_EXERCISE DETAILS_
Transcribe every entry word for word, leaving out all images.

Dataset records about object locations

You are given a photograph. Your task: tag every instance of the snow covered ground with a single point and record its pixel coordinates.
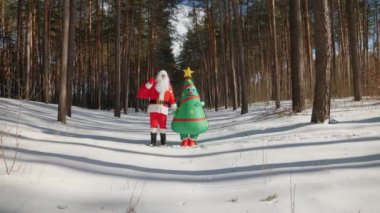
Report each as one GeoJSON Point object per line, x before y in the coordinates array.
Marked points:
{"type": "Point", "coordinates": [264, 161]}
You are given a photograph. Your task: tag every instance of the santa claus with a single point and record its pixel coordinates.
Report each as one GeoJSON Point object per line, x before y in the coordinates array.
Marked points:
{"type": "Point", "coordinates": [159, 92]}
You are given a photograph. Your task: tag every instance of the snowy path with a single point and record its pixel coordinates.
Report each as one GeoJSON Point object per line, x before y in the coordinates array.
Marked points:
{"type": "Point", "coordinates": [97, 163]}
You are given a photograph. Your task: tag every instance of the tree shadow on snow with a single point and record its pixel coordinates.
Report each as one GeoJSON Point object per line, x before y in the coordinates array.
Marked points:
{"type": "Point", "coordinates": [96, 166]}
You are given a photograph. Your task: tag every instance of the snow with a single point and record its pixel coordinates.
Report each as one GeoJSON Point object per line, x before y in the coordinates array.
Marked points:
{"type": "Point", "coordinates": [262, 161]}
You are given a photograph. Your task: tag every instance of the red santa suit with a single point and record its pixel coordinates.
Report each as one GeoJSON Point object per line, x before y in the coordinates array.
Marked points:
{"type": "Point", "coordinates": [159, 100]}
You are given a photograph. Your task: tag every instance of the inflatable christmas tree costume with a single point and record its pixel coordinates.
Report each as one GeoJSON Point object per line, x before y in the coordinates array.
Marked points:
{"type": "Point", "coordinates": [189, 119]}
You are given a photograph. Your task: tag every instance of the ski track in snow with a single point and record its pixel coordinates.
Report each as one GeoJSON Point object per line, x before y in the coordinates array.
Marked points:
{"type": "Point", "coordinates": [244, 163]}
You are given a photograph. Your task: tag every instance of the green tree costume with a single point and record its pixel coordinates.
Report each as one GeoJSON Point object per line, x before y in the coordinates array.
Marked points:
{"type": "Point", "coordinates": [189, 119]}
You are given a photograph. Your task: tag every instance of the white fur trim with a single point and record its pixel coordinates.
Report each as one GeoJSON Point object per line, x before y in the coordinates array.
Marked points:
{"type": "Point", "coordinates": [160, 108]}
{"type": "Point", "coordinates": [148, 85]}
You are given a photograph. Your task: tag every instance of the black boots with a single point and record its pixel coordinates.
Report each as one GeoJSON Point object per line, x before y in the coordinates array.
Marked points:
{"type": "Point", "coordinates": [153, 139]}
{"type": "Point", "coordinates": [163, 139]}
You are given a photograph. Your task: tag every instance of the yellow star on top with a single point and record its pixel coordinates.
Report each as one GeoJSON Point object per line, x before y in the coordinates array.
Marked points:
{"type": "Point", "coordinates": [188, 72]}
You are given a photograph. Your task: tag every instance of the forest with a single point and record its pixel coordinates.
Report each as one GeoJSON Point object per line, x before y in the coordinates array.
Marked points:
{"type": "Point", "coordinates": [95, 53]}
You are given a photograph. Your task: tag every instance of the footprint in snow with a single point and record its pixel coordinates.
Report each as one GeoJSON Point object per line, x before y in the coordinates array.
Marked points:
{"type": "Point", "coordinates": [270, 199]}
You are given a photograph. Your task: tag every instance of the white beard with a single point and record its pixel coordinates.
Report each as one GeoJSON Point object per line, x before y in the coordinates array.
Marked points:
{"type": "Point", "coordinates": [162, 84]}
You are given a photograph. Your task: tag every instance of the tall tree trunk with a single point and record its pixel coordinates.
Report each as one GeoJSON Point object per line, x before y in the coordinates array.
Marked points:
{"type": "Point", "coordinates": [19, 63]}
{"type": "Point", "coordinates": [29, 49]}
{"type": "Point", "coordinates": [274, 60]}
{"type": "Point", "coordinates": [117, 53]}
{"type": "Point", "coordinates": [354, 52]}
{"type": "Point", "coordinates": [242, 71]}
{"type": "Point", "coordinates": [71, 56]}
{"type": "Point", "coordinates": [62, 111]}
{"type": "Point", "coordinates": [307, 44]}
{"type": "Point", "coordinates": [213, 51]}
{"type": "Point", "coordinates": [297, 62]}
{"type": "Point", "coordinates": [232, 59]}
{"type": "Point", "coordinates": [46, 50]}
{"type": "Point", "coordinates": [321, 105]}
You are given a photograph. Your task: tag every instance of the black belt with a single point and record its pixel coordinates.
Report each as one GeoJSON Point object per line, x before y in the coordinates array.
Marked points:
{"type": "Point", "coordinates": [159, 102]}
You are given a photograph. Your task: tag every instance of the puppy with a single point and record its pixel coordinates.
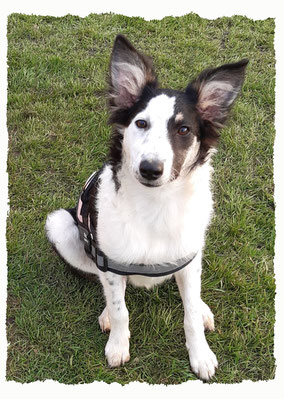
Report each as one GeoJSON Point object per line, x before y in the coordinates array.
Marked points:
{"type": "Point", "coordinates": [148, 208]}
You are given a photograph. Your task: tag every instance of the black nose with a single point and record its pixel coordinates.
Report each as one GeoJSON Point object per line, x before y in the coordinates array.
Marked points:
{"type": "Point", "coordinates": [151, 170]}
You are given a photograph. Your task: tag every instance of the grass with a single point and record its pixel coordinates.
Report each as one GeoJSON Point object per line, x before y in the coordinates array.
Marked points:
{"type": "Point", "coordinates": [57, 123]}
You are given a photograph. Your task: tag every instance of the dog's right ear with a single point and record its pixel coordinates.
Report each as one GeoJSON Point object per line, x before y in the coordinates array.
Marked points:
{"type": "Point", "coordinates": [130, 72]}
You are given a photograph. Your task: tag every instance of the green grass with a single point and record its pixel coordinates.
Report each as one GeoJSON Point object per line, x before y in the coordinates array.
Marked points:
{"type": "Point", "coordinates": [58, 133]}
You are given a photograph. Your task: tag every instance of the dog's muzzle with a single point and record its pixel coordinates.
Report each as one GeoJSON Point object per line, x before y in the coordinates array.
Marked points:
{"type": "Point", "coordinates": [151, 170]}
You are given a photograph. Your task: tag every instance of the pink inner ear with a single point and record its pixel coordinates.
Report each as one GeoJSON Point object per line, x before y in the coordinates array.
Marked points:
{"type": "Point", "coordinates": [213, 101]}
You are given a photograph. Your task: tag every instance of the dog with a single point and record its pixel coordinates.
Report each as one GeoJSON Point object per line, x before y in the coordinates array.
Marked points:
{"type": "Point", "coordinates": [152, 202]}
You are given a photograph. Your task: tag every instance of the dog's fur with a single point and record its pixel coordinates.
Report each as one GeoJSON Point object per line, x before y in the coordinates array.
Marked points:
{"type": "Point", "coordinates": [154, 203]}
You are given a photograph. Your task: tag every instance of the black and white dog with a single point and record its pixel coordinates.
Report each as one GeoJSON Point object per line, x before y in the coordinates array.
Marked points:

_OUTPUT FOR THIS EXERCISE_
You are given a photograph. Your task: tag every instance of the snow covered ground with a single point and record its pixel coordinates.
Report each as one GeoJSON Point object per line, x before y in the coordinates array.
Marked points:
{"type": "Point", "coordinates": [264, 161]}
You are given a photograph. Your task: tag every instance of the santa claus with a single point and record its pixel coordinates.
Report each as one GeoJSON Point object per line, x before y in the coordinates array.
Marked points:
{"type": "Point", "coordinates": [159, 92]}
You are given a photograph. Your task: tag every instance of the snowy path with a single point and record its pixel coordinates.
Report each as one GeoJSON Point object per line, x before y in the coordinates array.
Marked points:
{"type": "Point", "coordinates": [97, 163]}
You are given a photograph. Your task: tag every instance of the tree shadow on snow with a single point and record its pixel coordinates.
Report each as one GeoJSON Point object per line, x before y in the coordinates array.
Marked points:
{"type": "Point", "coordinates": [96, 166]}
You are given a photograph. Your task: tag every instance of the snow with a single point and record its pixel coordinates.
Report each as one GeoJSON Point object per line, x before y in the coordinates array.
Marked points:
{"type": "Point", "coordinates": [262, 161]}
You are given a photograph. Your task: tag every instance of the red santa suit with a single point and record its pixel coordinates.
Report each as one GeoJSON Point object per line, x before y in the coordinates array.
Marked points:
{"type": "Point", "coordinates": [159, 100]}
You are given a photograph. Your task: tag every instance of the inflatable christmas tree costume with a single point and record its pixel coordinates.
Report each as one GeoJSON Point object per line, x before y in the coordinates array.
Marked points:
{"type": "Point", "coordinates": [189, 119]}
You are given a photograph. Your task: tag every instance of the ski track in snow with a single point and record its pixel coordinates.
Report each as one GeoJSON Point object per line, x before y in the coordinates array.
Marked points:
{"type": "Point", "coordinates": [244, 163]}
You are given a photograph. Your task: tag every instance of the green tree costume with a single point and record its pixel coordinates.
Report each as one GeoJSON Point object per line, x before y in the coordinates array.
Marked points:
{"type": "Point", "coordinates": [189, 119]}
You are given a photograph. Your task: tag every instance of the white fur trim with a single point and record its pixel coordinates.
Report each as one GeoJSON Point object per line, x before y in the coordinates array.
Marked points:
{"type": "Point", "coordinates": [160, 108]}
{"type": "Point", "coordinates": [148, 85]}
You are given a photograph. Your task: tag every instance of the black boots with a single point and record its pixel coordinates.
Report each as one GeoJSON Point object per line, x before y in the coordinates array.
Marked points:
{"type": "Point", "coordinates": [153, 139]}
{"type": "Point", "coordinates": [163, 139]}
You are given a photograph. Your task: tag every instance of the yellow star on top with a single point and record its pixel coordinates.
Report each as one GeoJSON Point object per line, x before y in the coordinates array.
Marked points:
{"type": "Point", "coordinates": [188, 72]}
You are given a photograph. Your task: tag every instance of the forest with a single point and record its pixel coordinates.
Report each as one GeoJSON Point object per line, x before y in the coordinates array.
Marked points:
{"type": "Point", "coordinates": [95, 53]}
You are given a photograph. Your task: tag every instance of the footprint in snow with a single point and record its pixel coordinates.
Report each as one GeoJSON Point object per line, x before y in the coordinates array.
Marked points:
{"type": "Point", "coordinates": [270, 199]}
You are given a photograph. Your task: tag every instance of the white beard with a single point and record its pixel coordinates.
Report each as one GeoJSON Point object per line, x before y in the coordinates array.
Marked points:
{"type": "Point", "coordinates": [162, 84]}
You are given a photograph. Your task: tag every instance of the tall tree trunk with a single point and record its pixel coordinates.
Report each as one GeoJSON Point object per line, x before y in the coordinates array.
Marked points:
{"type": "Point", "coordinates": [19, 63]}
{"type": "Point", "coordinates": [29, 49]}
{"type": "Point", "coordinates": [274, 60]}
{"type": "Point", "coordinates": [117, 53]}
{"type": "Point", "coordinates": [354, 52]}
{"type": "Point", "coordinates": [242, 71]}
{"type": "Point", "coordinates": [71, 56]}
{"type": "Point", "coordinates": [62, 111]}
{"type": "Point", "coordinates": [307, 44]}
{"type": "Point", "coordinates": [213, 51]}
{"type": "Point", "coordinates": [297, 62]}
{"type": "Point", "coordinates": [232, 59]}
{"type": "Point", "coordinates": [46, 50]}
{"type": "Point", "coordinates": [321, 105]}
You are given a photograph. Your task: tag every instance of the black belt with a single point and record its pixel coordinates.
Report each as one GeoJSON Point object per line, x before y in the coordinates array.
Marked points:
{"type": "Point", "coordinates": [159, 102]}
You are given a photograph. Your task: tag every instance of the puppy with a single point and record its pixel coordinates.
Report each as one GeoJSON Point object per line, x before y in the coordinates array.
Marked points:
{"type": "Point", "coordinates": [148, 208]}
You are given a photograph. Your task: tag every instance of the black nose with a single point and record its pixel coordinates.
Report each as one GeoJSON Point object per line, x before y in the coordinates array.
Marked points:
{"type": "Point", "coordinates": [151, 170]}
You are given a photograph. Your task: tag every instance of the grass with a single point and record its pixel coordinates.
Report each as one GeoJSON Point object per line, x before y in the coordinates array.
Marked points:
{"type": "Point", "coordinates": [57, 123]}
You are given a photograph. Your task: tag every instance of the dog's right ear with a single point and record its pixel coordinates.
Report each as one GeoJSON Point object per line, x before y in the coordinates array.
Marked points:
{"type": "Point", "coordinates": [130, 72]}
You are given a photograph. Your task: tag every instance of the green grass with a single point and record its pixel coordinates.
Report each as one GeoJSON Point object per line, x before y in the coordinates array.
Marked points:
{"type": "Point", "coordinates": [58, 133]}
You are given a photograph. Your task: tag every instance of the dog's muzzle with a single point and record its pixel coordinates.
Report each as one GeoJSON Point object per line, x before y in the coordinates array.
Marked points:
{"type": "Point", "coordinates": [151, 170]}
You are given a photograph. Your task: tag every instance of the pink inner ear with a single point and record its pixel coordinates.
Report each as one GeoJSON Point object per line, x before y in the coordinates array.
Marked points:
{"type": "Point", "coordinates": [213, 101]}
You are given a photograph. Your task: tag every instance of the dog with a single point and record its pixel coordinates.
Report each as one GeoJSON Point object per line, x before y in the coordinates array.
Marked points:
{"type": "Point", "coordinates": [152, 202]}
You are given a photograph. Your task: tag every instance of the dog's fur with a single point and record its pixel coordinates.
Report each as one GeoJSON Point object per line, x before y in the coordinates array.
Marked points:
{"type": "Point", "coordinates": [154, 203]}
You are given a photograph. Your task: tag every instance of the black and white dog with a single point and record its pixel coordinates.
Report each as one GeoJSON Point object per line, x before y in the coordinates array.
Marked points:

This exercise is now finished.